**WRITTEN PROBLEM:**
Render the lines of the material below as a JSON list of strings, one string per line and no blank lines. Begin at the line that contains "Each instance of the group" and continue through the end of the material.
———
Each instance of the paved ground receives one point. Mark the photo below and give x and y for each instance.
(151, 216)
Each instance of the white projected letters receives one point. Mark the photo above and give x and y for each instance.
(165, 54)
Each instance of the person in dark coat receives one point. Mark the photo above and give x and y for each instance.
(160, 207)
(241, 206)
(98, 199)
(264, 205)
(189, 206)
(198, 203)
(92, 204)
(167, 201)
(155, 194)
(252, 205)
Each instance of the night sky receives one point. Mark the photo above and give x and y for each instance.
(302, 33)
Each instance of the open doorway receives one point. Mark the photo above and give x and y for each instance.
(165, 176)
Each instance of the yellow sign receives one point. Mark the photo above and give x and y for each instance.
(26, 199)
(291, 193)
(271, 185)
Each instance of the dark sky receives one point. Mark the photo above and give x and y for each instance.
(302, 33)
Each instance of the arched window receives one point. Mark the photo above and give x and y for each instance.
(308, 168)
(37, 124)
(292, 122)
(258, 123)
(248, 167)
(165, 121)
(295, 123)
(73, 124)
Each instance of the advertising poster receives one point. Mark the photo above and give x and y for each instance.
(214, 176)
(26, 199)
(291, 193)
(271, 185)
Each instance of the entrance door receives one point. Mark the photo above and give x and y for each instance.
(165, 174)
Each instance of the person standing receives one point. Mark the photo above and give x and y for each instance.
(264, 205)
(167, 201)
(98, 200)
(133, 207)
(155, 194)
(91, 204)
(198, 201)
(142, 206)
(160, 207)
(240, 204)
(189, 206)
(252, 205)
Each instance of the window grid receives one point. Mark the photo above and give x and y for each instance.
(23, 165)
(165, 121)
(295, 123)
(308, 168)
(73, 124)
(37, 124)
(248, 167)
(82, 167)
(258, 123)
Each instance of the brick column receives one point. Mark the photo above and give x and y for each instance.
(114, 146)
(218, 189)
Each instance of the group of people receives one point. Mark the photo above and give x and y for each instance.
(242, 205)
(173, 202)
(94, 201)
———
**SOLVED PROBLEM:**
[
  "Each instance of the group of people receives one point. Mark the photo above and give x and y for each instance.",
  "(242, 205)",
  "(173, 202)",
  "(94, 201)"
]